# [Source text]
Of course, since I couldn't find the original thread it was on, I had to use Google to track it down. 

I love that commerical. I even put a link to it on my blog at one time. 

Anyway, glad you liked.


----------



## pezagent (Aug 11, 2002)

> _Originally posted by Gregita _
> *
> 
> For the most part, though, I am happy that Apple is taking Microsoft on head on.
> ...



Apple taking Microsoft head on? Are you confusing marketing strategy with business design? I think so. 

Please, stop giving into the hype. Apple would be more successful if those who already use it would be less idealistic and learn how the real world works.


----------



## pezagent (Aug 11, 2002)

> _Originally posted by themacko _
> *Umm, these are real people telling their real stories.  Not everyone has Windows XP (which is no more stable than 98, IMO).  I think the switch commercials are just fine and are targeted for the perfect audience of PC users who don't know that Macs are a viable substitute for PCs which tend to be buggy and flakey.
> 
> Non tech-heads don't care about numbers and facts, they want something that works well and is reliable.  That's exactly the point that the switch ads are making. *



Buggy and "flakey"? Is it fact or opinion that PCs are "flakey"? Can you give any "real world" examples of how PCs are more or less "flakey" than Macs?

The truth is, Macs are just as "buggy" and "flakey" as any other commercial operating system. 

I use OS9, and it brings the WHOLE SYSTEM down all the time--virtual memory is a frickin' joke.  At least with Windows, you can get out of a problem without bringing the whole system down. I only get the "blue screen of death" when the AMD chip overheats in the laptop--and that's rare. It's no more of a hassle then when Apple starts up with a "system error" reboot message.

As far as OSX is concerned, I hope Jaguar is as fast as it needs to be, because previous versions are frickin' slow compared to XP. I did a side-by-side comparison, and I could get the new iMac to crash numerous times while XP ran quite smoothly and stable.

# [Supplied records]
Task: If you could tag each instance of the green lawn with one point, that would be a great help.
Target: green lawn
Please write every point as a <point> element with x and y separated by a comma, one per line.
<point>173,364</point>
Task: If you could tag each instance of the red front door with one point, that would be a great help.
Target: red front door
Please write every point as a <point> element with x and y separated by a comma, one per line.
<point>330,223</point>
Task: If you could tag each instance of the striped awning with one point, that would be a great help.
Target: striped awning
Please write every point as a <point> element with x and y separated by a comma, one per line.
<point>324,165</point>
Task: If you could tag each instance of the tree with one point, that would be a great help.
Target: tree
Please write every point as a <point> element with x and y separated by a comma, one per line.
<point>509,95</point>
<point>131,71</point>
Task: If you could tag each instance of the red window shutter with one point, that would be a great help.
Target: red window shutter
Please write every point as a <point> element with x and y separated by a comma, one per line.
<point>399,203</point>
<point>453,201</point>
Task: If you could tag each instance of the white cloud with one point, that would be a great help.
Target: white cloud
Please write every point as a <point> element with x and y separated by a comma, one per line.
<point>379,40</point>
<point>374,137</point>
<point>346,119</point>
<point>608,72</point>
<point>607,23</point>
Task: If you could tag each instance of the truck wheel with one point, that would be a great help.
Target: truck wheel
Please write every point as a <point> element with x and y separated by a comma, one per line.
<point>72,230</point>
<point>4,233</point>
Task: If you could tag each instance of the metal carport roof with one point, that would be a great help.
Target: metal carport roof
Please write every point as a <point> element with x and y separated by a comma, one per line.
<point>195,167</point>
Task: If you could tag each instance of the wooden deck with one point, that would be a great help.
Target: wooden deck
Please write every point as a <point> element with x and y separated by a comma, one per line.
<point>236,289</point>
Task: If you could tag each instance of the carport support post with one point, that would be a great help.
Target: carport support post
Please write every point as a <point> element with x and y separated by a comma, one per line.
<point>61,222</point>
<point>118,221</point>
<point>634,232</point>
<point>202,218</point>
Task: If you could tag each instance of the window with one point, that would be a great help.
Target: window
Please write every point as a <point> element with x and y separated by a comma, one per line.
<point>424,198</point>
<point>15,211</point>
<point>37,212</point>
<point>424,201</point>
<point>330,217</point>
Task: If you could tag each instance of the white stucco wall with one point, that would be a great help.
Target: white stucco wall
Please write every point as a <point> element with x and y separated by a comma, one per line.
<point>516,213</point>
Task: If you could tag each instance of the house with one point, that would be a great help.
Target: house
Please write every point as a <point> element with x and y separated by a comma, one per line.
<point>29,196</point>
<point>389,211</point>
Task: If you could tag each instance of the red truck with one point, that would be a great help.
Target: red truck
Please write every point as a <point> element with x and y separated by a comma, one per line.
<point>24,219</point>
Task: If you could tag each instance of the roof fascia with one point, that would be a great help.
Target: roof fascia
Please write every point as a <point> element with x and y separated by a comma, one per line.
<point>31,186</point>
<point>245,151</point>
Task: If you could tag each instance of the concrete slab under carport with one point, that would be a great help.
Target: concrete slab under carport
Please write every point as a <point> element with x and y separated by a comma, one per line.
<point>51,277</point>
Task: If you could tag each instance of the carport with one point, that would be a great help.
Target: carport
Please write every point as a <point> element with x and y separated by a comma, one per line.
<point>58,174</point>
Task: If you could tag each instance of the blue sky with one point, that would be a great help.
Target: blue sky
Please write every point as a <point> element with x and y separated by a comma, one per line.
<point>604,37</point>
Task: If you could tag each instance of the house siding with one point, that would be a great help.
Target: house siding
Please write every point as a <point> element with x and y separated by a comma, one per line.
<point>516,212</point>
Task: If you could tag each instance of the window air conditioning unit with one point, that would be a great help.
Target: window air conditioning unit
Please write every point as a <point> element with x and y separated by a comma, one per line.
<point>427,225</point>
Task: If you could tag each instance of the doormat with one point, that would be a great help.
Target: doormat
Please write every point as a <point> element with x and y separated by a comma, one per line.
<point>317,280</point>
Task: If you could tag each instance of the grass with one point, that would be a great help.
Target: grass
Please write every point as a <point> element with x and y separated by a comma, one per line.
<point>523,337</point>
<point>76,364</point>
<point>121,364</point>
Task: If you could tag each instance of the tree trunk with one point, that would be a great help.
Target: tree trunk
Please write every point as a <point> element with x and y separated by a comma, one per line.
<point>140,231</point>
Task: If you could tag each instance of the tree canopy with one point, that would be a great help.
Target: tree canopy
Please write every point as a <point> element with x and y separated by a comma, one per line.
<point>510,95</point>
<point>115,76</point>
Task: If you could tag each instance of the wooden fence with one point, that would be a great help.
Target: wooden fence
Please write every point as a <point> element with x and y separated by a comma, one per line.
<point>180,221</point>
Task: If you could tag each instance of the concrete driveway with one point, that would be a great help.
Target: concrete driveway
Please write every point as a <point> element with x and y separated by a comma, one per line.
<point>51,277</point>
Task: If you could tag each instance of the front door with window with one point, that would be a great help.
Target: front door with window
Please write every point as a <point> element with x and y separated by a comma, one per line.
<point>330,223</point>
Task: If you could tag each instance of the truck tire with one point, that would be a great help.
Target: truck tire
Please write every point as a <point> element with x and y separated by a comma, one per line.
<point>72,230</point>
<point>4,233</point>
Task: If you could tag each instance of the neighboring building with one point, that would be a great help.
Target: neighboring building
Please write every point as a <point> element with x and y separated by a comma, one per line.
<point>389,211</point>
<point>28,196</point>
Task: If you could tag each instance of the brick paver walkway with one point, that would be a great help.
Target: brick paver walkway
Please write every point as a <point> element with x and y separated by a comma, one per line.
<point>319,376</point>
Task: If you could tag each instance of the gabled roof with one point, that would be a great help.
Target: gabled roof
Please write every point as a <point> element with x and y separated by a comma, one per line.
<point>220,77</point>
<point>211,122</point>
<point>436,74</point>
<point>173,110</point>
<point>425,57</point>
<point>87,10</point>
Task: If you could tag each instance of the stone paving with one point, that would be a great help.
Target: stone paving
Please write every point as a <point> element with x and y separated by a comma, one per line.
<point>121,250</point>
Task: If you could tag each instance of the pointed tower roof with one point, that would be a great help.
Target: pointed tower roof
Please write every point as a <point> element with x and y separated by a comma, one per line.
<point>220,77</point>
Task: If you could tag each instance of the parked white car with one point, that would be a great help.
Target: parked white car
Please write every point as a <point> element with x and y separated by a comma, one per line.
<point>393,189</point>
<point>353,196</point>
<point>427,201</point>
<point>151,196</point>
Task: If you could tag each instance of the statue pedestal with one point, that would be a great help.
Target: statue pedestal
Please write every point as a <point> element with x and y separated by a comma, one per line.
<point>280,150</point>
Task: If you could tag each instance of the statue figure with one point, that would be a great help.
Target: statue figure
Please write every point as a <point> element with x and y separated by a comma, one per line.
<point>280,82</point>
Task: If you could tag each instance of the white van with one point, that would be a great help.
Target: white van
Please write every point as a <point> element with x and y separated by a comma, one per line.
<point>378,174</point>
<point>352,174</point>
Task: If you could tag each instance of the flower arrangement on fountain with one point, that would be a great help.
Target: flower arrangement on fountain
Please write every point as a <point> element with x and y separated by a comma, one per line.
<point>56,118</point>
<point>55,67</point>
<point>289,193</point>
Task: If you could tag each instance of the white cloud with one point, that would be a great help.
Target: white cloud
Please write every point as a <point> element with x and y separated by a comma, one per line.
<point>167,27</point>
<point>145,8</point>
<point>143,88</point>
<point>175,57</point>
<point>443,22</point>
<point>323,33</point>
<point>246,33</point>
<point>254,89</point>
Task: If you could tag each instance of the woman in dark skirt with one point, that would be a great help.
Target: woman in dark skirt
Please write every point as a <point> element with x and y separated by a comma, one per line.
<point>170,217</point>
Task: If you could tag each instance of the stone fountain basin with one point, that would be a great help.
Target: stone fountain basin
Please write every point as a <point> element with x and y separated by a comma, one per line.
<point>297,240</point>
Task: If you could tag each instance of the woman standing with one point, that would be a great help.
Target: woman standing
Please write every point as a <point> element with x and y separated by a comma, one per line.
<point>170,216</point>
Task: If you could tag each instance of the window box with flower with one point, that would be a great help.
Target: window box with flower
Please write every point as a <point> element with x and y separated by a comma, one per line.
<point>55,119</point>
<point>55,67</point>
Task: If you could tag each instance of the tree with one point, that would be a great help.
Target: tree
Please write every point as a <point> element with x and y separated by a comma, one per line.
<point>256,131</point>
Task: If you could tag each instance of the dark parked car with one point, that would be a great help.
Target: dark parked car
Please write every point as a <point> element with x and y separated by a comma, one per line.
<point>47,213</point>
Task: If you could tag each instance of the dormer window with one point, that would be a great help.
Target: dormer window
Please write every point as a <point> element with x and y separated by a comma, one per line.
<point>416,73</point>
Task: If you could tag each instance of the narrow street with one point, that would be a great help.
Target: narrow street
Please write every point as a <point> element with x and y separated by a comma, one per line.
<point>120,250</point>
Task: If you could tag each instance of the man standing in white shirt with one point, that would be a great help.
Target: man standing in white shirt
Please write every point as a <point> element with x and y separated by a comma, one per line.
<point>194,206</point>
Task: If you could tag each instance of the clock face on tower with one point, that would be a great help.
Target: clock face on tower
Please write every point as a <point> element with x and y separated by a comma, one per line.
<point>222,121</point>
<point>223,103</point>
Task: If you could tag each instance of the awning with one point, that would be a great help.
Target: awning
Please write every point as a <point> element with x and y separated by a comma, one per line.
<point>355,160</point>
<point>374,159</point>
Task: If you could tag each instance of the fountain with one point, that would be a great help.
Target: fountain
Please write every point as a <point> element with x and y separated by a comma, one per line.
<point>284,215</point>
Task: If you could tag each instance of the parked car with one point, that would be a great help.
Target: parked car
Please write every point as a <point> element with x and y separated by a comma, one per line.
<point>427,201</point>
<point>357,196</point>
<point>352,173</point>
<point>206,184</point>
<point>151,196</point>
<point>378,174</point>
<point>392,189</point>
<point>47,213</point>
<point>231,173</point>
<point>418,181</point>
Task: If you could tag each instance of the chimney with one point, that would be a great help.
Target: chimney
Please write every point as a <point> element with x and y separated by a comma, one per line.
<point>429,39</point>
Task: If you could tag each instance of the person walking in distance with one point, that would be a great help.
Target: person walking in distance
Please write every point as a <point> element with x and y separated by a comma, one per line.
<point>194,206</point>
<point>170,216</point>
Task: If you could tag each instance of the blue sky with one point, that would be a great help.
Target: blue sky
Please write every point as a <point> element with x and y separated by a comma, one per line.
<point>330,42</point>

# [Challenge 1]
List every username that appears in the forum thread.
# [Challenge 2]
Copy everything in the forum thread from "Of course, since" down to "glad you liked.".
# [Challenge 3]
According to the forum thread, when does the poster get the "blue screen of death"?
The lines have nothing to do with the forum thread.

# [Finished answer 1]
pezagent, Gregita, themacko

# [Finished answer 2]
Of course, since I couldn't find the original thread it was on, I had to use Google to track it down. 

I love that commerical. I even put a link to it on my blog at one time. 

Anyway, glad you liked.

# [Finished answer 3]
Only when the AMD chip in the laptop overheats, which is rare.